Dataset:
◇ ◇ ◇ ◇ ◇
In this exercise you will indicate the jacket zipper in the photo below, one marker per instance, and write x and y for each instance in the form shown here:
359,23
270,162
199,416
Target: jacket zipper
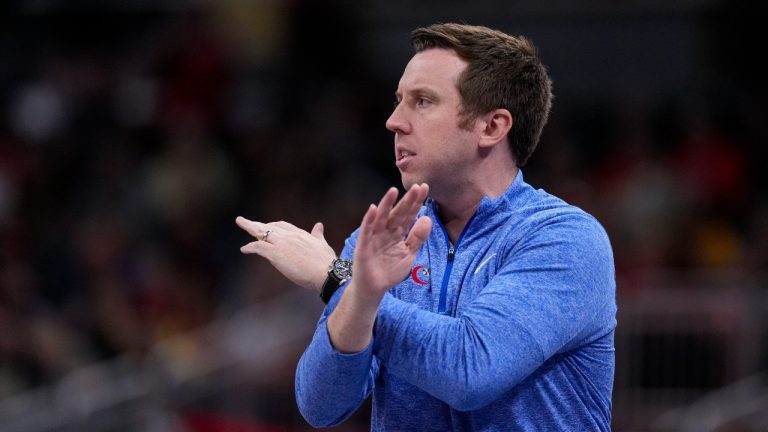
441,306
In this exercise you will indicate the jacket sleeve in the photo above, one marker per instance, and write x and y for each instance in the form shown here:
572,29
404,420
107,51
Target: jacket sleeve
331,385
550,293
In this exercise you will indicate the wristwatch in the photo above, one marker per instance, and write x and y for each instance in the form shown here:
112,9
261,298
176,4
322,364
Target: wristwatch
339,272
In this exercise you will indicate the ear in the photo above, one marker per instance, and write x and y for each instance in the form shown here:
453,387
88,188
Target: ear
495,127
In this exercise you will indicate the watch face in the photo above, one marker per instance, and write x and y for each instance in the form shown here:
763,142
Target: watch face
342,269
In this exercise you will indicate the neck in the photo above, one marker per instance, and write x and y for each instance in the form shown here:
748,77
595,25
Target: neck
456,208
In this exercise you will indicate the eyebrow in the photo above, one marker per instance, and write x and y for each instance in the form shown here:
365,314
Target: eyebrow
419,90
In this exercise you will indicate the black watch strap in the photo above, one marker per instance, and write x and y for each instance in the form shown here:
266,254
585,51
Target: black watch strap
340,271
◇ ◇ ◇ ◇ ◇
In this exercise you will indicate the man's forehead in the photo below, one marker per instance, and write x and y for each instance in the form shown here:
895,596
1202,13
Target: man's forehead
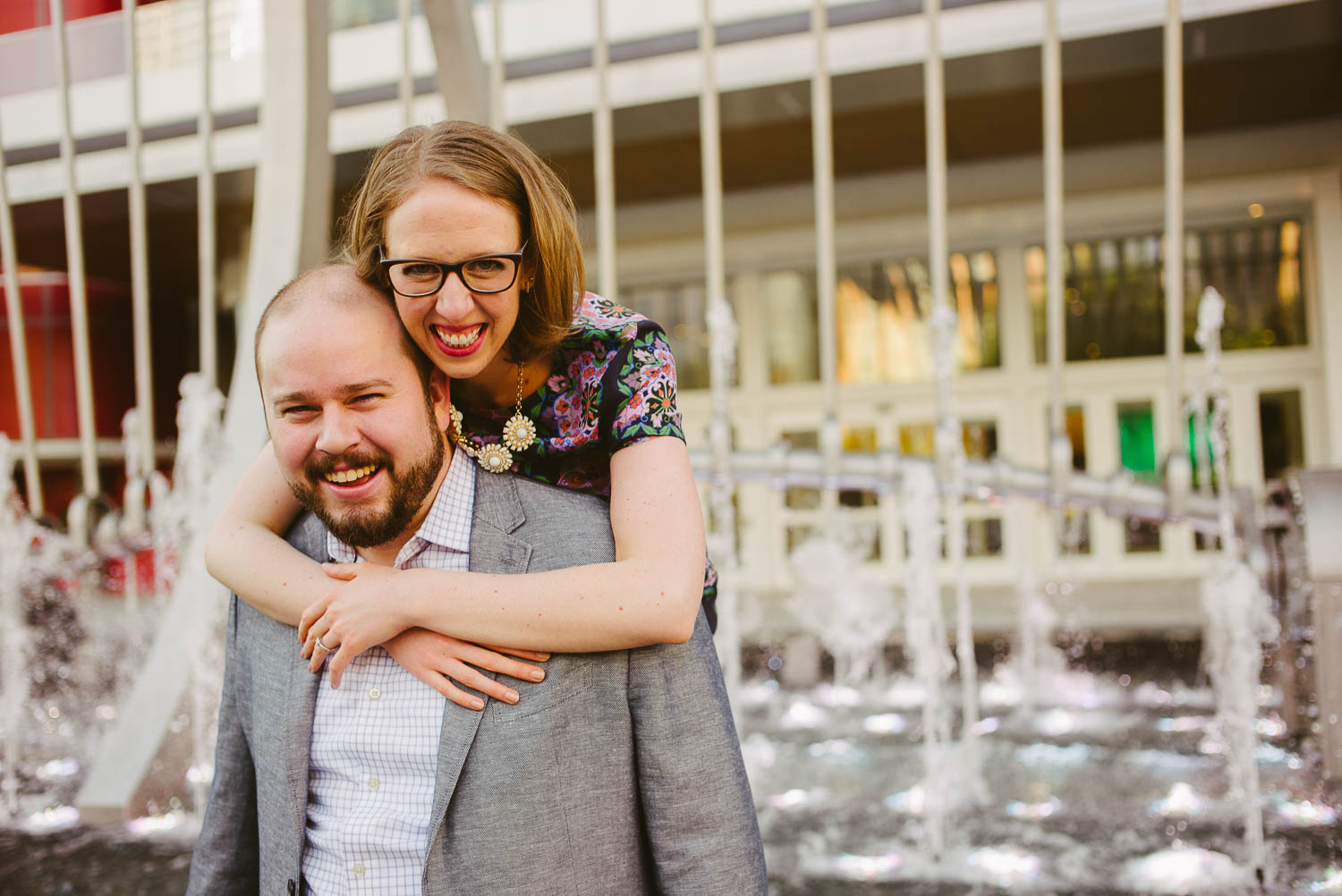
◇ ◇ ◇ ◇ ◇
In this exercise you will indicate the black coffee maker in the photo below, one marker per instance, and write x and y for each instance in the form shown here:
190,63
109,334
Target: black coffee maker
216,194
◇ ◇ ◇ ◇ ◇
Can you repeat, word for word, everything in the data from the line containing "In this exercise you will indicate the man's" down to the line containing "Target: man's forehead", including both of those lines?

In this exercise you will indicate the man's forehead in the photo below, one marker per instance, and write x and y for each instance in the form shown here:
895,596
1202,13
Target: man's forehead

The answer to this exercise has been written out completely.